(Point labeling examples)
======
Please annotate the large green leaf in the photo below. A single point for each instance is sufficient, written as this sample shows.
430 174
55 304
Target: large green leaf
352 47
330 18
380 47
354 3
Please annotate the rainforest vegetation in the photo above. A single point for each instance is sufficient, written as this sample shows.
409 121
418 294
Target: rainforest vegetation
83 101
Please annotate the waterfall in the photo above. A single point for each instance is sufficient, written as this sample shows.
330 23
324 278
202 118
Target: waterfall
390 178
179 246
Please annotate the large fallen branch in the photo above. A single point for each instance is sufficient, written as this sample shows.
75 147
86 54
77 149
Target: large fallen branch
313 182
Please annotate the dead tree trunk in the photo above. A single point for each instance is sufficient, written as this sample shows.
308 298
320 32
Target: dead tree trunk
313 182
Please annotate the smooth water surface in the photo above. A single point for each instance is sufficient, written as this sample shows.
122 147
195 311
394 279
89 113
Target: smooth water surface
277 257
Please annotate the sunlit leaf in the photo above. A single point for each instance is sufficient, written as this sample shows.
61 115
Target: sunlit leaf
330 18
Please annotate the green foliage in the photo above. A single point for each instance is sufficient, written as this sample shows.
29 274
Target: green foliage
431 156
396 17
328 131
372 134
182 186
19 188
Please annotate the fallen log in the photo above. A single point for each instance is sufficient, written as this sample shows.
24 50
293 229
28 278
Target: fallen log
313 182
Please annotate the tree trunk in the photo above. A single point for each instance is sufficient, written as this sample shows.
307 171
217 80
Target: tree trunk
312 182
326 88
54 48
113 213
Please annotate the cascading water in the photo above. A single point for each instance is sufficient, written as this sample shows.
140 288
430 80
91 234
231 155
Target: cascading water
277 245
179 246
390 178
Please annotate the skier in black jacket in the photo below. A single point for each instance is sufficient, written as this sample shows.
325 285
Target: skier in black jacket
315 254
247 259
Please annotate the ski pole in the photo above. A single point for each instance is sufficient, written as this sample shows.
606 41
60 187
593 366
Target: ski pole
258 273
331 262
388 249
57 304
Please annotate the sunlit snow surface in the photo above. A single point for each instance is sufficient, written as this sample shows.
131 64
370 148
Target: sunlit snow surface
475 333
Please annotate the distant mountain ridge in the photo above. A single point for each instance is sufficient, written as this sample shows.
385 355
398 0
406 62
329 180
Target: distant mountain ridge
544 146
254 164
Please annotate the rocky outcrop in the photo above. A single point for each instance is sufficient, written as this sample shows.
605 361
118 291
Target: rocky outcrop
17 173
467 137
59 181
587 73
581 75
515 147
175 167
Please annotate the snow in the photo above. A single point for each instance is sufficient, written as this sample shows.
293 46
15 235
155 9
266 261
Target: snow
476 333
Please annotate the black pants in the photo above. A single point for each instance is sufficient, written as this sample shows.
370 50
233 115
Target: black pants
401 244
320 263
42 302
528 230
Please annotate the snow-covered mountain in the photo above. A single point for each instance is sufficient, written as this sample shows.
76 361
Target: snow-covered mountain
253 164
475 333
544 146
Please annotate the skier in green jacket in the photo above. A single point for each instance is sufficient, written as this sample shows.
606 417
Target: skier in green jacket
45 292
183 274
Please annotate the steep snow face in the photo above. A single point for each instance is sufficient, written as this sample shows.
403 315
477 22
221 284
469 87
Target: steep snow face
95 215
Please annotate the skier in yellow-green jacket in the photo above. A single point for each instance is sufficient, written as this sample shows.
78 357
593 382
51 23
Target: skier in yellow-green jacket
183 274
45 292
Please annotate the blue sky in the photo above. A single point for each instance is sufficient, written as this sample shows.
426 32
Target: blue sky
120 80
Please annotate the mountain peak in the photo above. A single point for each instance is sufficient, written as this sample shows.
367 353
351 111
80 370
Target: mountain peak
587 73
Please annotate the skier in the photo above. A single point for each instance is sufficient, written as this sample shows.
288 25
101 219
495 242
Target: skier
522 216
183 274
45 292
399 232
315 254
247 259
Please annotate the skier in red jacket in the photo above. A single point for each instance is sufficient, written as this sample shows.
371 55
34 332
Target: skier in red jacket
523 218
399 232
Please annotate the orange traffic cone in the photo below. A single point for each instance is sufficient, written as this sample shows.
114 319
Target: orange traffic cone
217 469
======
*AIM OF THE TASK*. Copy all of the data above word for word.

*SOLVED PROBLEM*.
Please annotate the large green leaf in the photo below. A single point for each instance is sufficient, written as this sample shows.
430 174
55 304
Target: large green leaf
352 47
330 18
380 47
354 3
Please annotate the rainforest vegetation in the photo above. A single point for each instance is sufficient, written as this sample shows.
409 121
418 294
Target: rainforest vegetation
83 101
Please annotate the waterfall in the photo above. A single point for each instance is sufficient, written as this sample shows.
330 23
324 278
202 118
Target: waterfall
390 178
179 246
Please annotate the large fallen branch in the photo above. A single point for each instance is sufficient, written as this sample shows.
75 147
86 54
77 149
Target: large fallen branch
313 182
Please annotate the dead tree trunk in the photo above. A single point for each instance is sufficient, written as this sample shows.
308 298
320 32
Target: dead tree trunk
313 182
Please annotate the smooth water surface in the photo above. A single point for each instance is sufficient, written as this sample shows.
122 147
195 311
394 279
89 113
Target: smooth water surface
277 257
Please annotate the sunlit leaf in the photo above. A single point for each instance is sufficient, written as this sample shows.
61 115
Target: sunlit leaf
330 18
Please annotate the green foliage in the photo above. A single point for each instance is sufficient, written as this sample shows.
29 274
Target: green foliage
431 156
396 17
328 131
372 134
182 186
19 188
Please annotate the fallen log in the photo above. A single point for each instance is sufficient, written as this sample shows.
24 50
293 229
28 278
Target: fallen log
313 182
Please annotate the tree trunk in the photo above. A single point for each instance is sufficient, written as this sample shows.
307 171
217 80
Target: tree trunk
312 182
326 88
54 48
113 213
Please annotate the cascading water in the photo above. A single point for each instance is sufficient, written as this sample shows.
140 288
430 80
91 234
231 155
Target: cascading water
277 245
179 246
390 178
Please annotate the skier in black jacket in the photo below. A single point for each instance is sufficient, written as this sample shows.
325 285
Target: skier in black jacket
315 254
247 259
Please annotate the ski pole in the photo above. A single point for each instance is sufficient, written as this sample shows.
606 41
60 187
593 366
Target: ski pole
258 273
331 262
388 249
57 304
Please annotate the sunlit snow surface in the photo above. A single point for each instance is sufficient, written as this sample shows.
131 64
370 148
Target: sunlit snow surface
475 333
Please annotate the distant mountain ridge in the photo above. A single point for each instance is sufficient, written as this sample shows.
385 355
398 0
406 62
329 180
Target: distant mountain ridge
544 146
254 164
Please annotate the rocky outcrop in the photo above. A single point for each instance is sufficient, written as this sample shows.
605 361
118 291
Target: rocky outcrop
17 173
467 137
59 181
587 73
581 75
515 147
175 167
Please annotate the snow in the photo above. A single point for each instance is sufficient, written as this sample shows.
293 46
15 235
155 9
266 261
Target: snow
476 333
Please annotate the black pants in the photo above. A single point for each instance is sufficient, written as this sample shows.
370 50
233 115
Target: black pants
401 244
320 263
42 302
528 230
Please annotate the snow-covered mountain in the photo above. A single point for each instance is sufficient, written as this sample shows.
76 361
Target: snow-covered mountain
253 164
475 333
544 146
Please annotate the skier in green jacket in the photo above. A single point for each instance is sufficient, written as this sample shows.
606 417
Target: skier in green jacket
45 292
183 274
Please annotate the steep snow face in the photo above. A single point for each instance is sufficient, written as this sample shows.
403 315
477 22
221 284
469 87
Target: steep snow face
95 215
Please annotate the skier in yellow-green jacket in the photo above. A single point for each instance is sufficient, written as this sample shows.
78 357
593 382
51 23
Target: skier in yellow-green jacket
183 274
45 292
Please annotate the blue sky in the photo above. A single point for each instance is sufficient, written as this sample shows.
426 32
Target: blue sky
120 80
Please annotate the mountain peak in the photo above. A single point for each instance is sufficient, written as this sample shows.
367 353
351 111
80 370
Target: mountain peak
587 73
Please annotate the skier in the photo above. A single point for each instance is sufficient, written as this sample shows.
288 25
101 219
495 242
Target: skier
522 216
183 274
45 292
399 232
315 254
247 259
Please annotate the skier in red jacket in the photo above. A single point for each instance is sufficient, written as this sample shows.
371 55
34 332
Target: skier in red jacket
523 218
399 232
Please annotate the orange traffic cone in the photo below. A single point for each instance is sufficient, written as this sample shows.
114 319
Target: orange traffic cone
217 469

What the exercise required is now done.